> _Prompt_
Write out the entries as a numbered list, from the first line through the line containing "[196,92,232,132]", leaving out any blank lines.

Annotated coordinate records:
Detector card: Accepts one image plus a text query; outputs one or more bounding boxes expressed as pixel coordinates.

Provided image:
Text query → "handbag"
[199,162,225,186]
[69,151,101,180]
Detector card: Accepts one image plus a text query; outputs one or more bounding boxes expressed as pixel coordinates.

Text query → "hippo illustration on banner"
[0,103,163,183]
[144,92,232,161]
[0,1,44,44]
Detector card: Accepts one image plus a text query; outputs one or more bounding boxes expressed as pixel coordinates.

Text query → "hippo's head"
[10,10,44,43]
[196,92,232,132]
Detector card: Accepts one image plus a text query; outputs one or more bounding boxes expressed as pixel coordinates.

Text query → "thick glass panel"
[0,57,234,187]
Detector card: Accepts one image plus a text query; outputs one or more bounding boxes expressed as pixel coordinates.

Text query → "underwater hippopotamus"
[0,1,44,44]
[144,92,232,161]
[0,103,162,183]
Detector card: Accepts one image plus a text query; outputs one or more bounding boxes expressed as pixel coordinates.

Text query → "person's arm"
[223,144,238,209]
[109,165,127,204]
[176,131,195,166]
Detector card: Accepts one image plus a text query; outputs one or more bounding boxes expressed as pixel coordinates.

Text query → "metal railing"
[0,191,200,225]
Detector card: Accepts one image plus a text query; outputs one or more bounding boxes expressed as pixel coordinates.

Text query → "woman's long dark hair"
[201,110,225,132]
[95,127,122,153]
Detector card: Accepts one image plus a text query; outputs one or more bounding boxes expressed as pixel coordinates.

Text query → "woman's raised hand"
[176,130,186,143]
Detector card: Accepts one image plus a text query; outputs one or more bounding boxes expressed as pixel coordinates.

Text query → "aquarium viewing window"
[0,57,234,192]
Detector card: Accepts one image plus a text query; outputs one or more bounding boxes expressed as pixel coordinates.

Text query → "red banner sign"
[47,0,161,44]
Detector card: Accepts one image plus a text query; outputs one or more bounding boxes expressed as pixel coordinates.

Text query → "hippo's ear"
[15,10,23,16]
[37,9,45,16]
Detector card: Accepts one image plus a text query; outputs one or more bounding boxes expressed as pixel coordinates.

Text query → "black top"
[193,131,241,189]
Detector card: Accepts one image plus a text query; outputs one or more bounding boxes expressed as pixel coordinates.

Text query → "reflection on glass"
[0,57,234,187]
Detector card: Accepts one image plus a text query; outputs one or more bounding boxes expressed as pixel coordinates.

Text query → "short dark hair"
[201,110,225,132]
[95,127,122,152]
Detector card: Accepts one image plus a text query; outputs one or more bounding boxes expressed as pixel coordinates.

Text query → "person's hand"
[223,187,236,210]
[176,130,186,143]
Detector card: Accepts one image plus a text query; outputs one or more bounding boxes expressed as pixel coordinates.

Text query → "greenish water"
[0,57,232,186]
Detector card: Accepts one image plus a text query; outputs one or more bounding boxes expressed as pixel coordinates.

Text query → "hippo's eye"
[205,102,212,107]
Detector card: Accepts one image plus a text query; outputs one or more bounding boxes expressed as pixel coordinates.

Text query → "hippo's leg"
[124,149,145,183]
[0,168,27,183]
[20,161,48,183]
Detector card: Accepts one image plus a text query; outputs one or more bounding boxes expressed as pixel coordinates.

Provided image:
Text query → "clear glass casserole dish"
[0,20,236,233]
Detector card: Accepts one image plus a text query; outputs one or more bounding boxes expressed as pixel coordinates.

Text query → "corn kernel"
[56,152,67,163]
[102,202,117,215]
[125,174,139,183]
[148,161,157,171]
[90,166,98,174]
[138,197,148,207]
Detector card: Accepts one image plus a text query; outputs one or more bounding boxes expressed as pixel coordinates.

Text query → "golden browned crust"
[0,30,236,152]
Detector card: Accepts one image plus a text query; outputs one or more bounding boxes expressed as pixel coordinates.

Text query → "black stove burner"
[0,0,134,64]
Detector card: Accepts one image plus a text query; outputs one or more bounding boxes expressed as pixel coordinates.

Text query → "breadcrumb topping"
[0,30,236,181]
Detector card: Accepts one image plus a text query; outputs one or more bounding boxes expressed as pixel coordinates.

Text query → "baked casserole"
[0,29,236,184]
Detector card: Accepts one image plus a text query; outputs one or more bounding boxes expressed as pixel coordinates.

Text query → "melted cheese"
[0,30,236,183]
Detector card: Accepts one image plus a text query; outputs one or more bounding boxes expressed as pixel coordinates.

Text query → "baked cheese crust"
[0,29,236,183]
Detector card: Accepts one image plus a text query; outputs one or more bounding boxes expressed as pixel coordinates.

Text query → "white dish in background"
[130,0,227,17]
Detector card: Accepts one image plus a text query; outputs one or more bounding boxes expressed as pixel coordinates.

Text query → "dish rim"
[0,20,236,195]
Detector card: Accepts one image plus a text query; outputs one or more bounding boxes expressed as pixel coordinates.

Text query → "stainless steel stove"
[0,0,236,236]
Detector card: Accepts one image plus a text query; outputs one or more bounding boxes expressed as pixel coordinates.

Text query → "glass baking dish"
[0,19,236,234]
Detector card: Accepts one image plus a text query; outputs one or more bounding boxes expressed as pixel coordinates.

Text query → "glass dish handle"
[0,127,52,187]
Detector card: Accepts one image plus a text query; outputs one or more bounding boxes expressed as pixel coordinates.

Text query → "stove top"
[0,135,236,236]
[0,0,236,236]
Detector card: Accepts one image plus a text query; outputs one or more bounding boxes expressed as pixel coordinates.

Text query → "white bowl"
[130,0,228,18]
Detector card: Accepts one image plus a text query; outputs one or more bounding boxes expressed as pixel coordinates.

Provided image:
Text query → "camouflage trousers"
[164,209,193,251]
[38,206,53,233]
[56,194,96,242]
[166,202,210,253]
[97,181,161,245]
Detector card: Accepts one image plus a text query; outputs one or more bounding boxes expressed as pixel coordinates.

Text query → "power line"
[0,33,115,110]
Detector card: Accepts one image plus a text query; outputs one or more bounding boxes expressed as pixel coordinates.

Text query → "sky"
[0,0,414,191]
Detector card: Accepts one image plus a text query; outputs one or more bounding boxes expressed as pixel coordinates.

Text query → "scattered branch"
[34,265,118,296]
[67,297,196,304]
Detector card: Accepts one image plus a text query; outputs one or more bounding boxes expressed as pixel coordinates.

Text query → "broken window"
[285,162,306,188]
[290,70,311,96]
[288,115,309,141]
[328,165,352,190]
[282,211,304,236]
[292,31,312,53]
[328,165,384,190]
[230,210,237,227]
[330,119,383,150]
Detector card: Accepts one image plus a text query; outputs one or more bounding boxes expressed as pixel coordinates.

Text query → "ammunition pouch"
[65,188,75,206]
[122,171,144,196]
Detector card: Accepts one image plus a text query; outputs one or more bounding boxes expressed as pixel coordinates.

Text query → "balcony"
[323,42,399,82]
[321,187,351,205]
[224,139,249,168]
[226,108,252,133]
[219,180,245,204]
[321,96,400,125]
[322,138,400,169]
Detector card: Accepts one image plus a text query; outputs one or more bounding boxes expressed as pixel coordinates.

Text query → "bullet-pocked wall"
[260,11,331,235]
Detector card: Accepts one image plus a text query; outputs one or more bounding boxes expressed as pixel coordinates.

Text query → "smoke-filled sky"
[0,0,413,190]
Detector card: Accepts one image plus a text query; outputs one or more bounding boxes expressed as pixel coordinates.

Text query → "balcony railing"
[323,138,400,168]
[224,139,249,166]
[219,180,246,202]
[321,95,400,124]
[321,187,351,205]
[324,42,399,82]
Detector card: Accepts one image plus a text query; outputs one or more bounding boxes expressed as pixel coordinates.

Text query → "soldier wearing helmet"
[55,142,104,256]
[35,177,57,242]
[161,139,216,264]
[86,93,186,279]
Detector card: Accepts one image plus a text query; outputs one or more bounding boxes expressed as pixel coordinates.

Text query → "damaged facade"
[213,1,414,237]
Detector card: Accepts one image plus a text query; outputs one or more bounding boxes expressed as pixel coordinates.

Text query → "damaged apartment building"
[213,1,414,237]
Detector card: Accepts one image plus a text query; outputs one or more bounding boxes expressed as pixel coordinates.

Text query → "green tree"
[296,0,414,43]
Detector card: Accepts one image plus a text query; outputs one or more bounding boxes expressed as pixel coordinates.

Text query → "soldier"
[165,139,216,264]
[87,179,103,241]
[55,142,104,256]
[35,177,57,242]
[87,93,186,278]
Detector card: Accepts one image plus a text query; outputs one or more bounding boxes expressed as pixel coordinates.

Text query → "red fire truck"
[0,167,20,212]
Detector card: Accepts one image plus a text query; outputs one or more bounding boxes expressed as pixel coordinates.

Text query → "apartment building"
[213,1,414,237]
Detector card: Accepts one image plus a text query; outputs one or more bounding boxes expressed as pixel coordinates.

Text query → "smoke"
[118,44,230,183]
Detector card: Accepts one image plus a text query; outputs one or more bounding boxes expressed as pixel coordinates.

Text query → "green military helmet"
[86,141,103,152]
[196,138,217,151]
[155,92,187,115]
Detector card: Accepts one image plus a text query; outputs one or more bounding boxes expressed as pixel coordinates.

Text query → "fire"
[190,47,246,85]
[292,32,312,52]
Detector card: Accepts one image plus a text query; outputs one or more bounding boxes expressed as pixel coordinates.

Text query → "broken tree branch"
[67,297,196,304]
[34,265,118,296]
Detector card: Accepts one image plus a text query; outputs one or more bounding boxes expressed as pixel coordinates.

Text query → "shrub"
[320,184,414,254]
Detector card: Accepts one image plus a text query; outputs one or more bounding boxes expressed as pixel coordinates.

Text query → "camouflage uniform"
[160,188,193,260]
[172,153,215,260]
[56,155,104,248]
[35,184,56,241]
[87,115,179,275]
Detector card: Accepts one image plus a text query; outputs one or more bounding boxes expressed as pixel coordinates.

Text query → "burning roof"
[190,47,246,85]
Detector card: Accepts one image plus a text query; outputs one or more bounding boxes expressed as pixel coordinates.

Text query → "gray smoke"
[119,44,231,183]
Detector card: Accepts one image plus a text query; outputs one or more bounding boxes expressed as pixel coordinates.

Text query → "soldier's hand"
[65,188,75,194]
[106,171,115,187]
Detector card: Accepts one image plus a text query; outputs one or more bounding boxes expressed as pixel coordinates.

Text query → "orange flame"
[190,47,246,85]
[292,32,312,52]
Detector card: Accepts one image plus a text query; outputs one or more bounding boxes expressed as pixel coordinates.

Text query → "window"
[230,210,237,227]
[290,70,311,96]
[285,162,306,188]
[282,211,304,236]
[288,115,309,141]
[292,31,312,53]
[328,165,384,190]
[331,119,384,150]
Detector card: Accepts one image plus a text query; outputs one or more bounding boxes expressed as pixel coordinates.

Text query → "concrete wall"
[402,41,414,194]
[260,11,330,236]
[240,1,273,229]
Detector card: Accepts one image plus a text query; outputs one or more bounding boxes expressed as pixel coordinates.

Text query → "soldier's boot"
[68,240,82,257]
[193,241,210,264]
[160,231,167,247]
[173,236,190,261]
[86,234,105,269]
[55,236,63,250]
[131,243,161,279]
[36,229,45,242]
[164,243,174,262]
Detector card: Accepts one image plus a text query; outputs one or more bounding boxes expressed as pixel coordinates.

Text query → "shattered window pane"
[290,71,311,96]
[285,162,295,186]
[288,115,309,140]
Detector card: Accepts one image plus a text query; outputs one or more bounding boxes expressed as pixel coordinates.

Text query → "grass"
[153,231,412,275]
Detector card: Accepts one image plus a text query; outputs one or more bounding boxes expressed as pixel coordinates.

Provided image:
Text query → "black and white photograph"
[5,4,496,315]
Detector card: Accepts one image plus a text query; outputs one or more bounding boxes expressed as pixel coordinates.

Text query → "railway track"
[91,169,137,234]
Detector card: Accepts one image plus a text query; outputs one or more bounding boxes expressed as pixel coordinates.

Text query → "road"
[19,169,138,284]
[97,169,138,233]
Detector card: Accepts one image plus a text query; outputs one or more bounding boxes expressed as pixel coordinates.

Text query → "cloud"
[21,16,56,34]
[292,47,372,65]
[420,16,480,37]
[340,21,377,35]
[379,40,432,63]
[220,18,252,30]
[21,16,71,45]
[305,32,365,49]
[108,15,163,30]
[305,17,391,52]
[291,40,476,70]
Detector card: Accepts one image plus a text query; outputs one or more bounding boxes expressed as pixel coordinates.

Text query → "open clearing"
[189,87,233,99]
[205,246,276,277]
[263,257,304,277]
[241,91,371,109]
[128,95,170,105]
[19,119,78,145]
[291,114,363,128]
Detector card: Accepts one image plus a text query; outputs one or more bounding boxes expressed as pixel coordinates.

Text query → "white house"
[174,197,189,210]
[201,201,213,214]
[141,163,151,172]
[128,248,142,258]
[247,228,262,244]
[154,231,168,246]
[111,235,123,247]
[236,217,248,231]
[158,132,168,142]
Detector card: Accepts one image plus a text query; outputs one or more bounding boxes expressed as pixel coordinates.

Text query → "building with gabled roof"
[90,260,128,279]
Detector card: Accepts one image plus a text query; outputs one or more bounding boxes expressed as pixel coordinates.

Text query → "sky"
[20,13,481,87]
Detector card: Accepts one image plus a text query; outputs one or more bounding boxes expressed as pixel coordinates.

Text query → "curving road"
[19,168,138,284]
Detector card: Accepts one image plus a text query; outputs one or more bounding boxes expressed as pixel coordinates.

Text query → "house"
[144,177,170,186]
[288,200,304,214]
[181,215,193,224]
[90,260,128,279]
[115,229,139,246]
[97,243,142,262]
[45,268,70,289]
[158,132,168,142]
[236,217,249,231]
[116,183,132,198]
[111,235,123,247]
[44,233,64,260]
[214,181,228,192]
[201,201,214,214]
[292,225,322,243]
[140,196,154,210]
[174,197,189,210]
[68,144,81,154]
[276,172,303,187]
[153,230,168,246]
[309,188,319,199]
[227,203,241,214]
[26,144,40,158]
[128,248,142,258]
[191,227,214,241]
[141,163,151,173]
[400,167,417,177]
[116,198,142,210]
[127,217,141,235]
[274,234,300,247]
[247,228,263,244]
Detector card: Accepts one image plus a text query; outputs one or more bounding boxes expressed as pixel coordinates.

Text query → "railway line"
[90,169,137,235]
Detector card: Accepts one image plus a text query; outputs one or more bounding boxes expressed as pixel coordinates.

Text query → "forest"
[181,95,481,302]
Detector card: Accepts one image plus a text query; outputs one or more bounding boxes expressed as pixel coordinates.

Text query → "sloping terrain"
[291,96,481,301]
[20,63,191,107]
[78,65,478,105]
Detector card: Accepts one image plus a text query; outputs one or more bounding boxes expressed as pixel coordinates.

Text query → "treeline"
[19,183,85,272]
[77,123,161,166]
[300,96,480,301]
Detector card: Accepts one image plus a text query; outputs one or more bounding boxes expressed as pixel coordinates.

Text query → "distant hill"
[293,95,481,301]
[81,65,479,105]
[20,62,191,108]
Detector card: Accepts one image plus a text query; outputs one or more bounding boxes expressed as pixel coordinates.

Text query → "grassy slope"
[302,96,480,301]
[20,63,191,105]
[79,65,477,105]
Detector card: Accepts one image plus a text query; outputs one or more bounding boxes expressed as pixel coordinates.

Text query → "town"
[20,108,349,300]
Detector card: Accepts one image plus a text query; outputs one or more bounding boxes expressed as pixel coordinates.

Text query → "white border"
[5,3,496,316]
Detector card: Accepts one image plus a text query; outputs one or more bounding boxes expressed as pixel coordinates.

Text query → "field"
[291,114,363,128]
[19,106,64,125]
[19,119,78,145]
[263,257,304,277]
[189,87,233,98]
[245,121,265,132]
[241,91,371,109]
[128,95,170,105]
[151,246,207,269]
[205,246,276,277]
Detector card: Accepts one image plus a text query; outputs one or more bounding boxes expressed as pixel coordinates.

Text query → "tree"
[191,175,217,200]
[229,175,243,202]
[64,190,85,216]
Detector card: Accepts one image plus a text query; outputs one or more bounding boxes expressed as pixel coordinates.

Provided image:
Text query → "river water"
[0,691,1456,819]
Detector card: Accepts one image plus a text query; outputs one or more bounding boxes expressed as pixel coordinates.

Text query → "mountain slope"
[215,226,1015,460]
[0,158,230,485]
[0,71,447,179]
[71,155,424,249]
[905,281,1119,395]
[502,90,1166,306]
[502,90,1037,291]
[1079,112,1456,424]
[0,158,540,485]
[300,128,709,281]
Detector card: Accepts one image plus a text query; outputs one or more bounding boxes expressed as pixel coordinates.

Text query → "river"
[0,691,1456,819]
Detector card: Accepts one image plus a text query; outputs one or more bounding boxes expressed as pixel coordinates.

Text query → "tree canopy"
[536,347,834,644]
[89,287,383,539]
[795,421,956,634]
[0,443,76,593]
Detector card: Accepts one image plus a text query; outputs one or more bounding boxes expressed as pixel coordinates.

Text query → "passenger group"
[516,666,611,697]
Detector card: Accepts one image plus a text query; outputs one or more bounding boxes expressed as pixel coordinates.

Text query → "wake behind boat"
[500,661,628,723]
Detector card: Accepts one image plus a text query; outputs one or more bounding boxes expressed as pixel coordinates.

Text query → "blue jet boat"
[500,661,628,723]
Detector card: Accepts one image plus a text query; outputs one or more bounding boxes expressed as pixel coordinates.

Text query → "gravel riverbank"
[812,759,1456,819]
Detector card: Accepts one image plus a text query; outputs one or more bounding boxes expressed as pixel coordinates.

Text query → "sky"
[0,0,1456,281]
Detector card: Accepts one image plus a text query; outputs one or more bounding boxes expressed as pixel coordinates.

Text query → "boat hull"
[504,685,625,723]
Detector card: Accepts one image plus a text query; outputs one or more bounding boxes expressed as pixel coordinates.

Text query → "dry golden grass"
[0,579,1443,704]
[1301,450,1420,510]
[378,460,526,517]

> _Exercise solution_
1. Detector card: Accepts one image plus a text query; outputs one or more bounding boxes expressed as pixel coordinates.
2. Provided image:
3. Text query → "handbag"
4. [199,162,225,186]
5. [69,151,101,180]
6. Detector card: Accepts one image plus a text query; outputs one or more bounding boxes expressed as pixel coordinates.
7. Text query → "hippo illustration on banner"
8. [0,103,163,183]
9. [144,92,232,161]
10. [0,1,44,44]
11. Detector card: Accepts one image plus a text query; outputs one or more bounding boxes expressed as pixel coordinates.
12. Text query → "hippo's head"
13. [10,10,44,43]
14. [196,92,232,132]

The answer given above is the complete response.